* _Written exercise_
Output all of the material below as a numbered list, leaving out any blank lines.
=== Material ===
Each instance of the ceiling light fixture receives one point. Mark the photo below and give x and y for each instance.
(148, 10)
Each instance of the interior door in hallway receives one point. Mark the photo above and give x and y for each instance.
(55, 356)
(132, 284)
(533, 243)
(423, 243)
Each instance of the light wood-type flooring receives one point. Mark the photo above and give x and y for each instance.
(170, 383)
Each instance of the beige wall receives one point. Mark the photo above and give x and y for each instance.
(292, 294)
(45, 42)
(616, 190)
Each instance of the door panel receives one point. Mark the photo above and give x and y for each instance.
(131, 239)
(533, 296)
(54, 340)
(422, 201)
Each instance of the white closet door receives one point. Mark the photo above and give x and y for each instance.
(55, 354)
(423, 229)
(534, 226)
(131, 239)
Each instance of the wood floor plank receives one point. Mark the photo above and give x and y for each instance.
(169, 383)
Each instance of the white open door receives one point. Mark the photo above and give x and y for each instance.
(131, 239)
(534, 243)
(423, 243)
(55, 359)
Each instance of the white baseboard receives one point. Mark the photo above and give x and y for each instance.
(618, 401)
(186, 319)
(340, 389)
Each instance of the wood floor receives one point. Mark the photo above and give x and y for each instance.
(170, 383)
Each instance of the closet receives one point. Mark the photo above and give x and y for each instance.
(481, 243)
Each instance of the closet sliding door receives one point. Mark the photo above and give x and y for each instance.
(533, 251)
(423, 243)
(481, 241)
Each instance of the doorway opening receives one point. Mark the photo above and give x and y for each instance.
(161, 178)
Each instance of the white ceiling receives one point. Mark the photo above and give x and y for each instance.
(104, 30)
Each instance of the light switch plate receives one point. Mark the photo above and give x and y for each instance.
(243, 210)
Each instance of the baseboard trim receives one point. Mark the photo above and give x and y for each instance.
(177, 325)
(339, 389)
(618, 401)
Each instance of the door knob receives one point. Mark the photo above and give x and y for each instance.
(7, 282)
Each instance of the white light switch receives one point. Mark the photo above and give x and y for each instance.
===
* _Exercise output_
1. Each instance of the ceiling light fixture receives one point. Mark the photo below and give x and y for each instance.
2. (148, 10)
3. Each instance of the interior door in hallway receives one point. Mark the photo above and give x and y for each instance.
4. (55, 356)
5. (132, 284)
6. (533, 243)
7. (423, 243)
8. Each instance of the light wood-type flooring receives one point. Mark the photo above and give x and y for each instance.
9. (170, 383)
10. Each instance of the beige wall receives one point. Mark the photo above and give x and y for each instance.
11. (292, 294)
12. (45, 42)
13. (616, 190)
14. Each instance of the door panel receives one point. Mark the photo above and give x and y for each instance.
15. (131, 239)
16. (533, 296)
17. (54, 340)
18. (422, 201)
19. Each instance of the white closet door receives one point. Mark the photo above and give x and y for each instance.
20. (55, 354)
21. (423, 229)
22. (534, 226)
23. (131, 239)
24. Each instance of the wood floor plank receives one point. Mark the photo above and give x and y for each instance.
25. (169, 383)
26. Each instance of the white open door receives one point. Mark the photo above and give x and y for each instance.
27. (131, 239)
28. (534, 243)
29. (423, 243)
30. (55, 359)
31. Each instance of the white baseboard receives one point. Mark the photo above and give x and y for each instance.
32. (618, 401)
33. (186, 319)
34. (340, 389)
35. Each instance of the wood floor receives one point. Mark the photo above and give x and y for each instance.
36. (170, 383)
37. Each instance of the closet receives one point. Mark the photo above and give x and y for each instance.
38. (481, 243)
39. Each instance of the closet sliding door receives one point. Mark the photo above and give x and y for each instance.
40. (533, 251)
41. (423, 243)
42. (481, 241)
43. Each instance of the doorway opening receives one point. Mark the photo above and give x and y for each instance.
44. (161, 178)
45. Each instance of the white ceiling receives one point. Mark the photo above and give x and y for each instance.
46. (104, 30)
47. Each instance of the light switch plate receives one point. Mark the photo above and give x and y for each instance.
48. (243, 210)
49. Each instance of the baseboard trim receives one point. Mark the photo above and give x and y for each instance.
50. (177, 325)
51. (339, 389)
52. (618, 401)
53. Each instance of the door knob receives one point. Mark the photo above and give x and y for each instance.
54. (7, 282)
55. Each instance of the white light switch receives one point. Mark the photo above and give x and y for each instance.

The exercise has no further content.